[GIVEN INFORMATION]:
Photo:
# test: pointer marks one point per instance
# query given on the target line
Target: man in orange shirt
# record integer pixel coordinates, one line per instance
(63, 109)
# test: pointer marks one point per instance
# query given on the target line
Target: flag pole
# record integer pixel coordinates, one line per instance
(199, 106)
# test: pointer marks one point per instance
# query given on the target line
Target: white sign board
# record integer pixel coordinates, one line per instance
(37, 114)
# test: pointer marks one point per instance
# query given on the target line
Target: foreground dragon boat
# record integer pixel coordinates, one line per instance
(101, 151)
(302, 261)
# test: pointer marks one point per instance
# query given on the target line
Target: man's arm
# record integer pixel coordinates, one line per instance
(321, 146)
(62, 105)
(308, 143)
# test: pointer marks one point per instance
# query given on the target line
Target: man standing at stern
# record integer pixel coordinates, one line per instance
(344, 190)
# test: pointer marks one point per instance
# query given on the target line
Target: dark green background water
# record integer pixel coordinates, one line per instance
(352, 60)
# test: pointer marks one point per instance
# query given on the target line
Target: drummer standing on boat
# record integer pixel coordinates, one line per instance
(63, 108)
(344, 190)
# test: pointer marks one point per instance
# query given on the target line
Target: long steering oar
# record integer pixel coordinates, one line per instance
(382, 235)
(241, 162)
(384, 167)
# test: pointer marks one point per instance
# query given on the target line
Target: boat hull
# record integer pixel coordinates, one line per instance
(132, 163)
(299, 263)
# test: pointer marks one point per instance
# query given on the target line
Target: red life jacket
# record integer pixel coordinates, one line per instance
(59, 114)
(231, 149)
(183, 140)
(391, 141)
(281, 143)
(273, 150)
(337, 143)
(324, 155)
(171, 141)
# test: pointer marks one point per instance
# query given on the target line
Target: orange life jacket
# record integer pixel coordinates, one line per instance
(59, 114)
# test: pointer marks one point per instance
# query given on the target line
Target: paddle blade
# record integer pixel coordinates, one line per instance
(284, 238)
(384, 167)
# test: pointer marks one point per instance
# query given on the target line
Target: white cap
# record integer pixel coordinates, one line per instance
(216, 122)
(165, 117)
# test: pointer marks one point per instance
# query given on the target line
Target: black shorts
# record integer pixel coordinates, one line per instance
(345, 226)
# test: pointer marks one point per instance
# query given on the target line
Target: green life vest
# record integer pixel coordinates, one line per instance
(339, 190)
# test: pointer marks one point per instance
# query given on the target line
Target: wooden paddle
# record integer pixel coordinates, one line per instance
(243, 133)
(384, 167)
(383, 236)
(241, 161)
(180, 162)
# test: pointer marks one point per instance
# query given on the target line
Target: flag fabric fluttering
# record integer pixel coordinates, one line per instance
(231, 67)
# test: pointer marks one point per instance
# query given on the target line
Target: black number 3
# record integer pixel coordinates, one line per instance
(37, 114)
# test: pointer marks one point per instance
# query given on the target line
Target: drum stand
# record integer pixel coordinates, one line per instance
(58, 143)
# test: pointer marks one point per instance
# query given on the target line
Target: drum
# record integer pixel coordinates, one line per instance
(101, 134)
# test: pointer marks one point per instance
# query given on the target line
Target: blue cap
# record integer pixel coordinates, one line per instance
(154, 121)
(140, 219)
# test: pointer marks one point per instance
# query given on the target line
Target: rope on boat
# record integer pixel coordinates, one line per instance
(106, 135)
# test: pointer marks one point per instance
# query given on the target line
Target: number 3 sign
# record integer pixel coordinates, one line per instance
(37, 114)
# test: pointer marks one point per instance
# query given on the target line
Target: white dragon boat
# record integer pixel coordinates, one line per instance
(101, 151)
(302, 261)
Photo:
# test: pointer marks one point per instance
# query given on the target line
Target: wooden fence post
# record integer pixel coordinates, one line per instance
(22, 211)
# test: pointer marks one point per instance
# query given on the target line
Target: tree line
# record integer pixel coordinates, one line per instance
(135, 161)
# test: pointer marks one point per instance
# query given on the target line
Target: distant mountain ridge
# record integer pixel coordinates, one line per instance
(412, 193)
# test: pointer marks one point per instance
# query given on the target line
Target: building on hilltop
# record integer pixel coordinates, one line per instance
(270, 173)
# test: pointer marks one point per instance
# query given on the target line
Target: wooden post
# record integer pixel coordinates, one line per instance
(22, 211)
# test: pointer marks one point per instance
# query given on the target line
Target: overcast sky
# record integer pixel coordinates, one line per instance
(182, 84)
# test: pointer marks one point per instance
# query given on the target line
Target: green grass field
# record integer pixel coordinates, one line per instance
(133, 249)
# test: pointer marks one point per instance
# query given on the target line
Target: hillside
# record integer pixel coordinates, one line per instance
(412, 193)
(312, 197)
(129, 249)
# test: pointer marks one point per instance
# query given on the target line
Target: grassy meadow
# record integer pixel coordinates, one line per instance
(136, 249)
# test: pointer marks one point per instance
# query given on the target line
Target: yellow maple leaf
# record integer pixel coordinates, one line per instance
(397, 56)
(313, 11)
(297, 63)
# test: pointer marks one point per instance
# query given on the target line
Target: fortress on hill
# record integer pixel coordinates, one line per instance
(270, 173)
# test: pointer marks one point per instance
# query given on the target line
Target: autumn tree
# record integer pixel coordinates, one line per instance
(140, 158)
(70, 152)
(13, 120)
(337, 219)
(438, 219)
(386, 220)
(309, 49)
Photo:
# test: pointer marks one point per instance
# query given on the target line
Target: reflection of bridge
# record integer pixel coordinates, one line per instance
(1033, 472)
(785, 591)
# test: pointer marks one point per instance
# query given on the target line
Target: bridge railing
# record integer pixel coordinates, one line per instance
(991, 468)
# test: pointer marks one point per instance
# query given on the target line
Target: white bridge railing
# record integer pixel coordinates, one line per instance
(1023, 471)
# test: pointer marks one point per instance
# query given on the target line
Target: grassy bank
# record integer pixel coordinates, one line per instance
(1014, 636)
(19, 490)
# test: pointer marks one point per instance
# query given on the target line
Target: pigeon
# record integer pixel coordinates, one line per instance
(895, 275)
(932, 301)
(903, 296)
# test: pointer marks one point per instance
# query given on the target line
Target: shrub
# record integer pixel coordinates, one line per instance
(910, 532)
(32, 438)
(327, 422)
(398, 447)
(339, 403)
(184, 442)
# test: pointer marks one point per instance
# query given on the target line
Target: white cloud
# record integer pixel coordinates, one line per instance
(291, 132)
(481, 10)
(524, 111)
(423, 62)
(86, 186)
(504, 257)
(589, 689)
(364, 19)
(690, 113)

[PROBLEM DESCRIPTION]:
Copy out each line of the material above that contains the string "tree", treating uppercase and lowercase letters as different.

[EXPECTED ANSWER]:
Target: tree line
Target: autumn tree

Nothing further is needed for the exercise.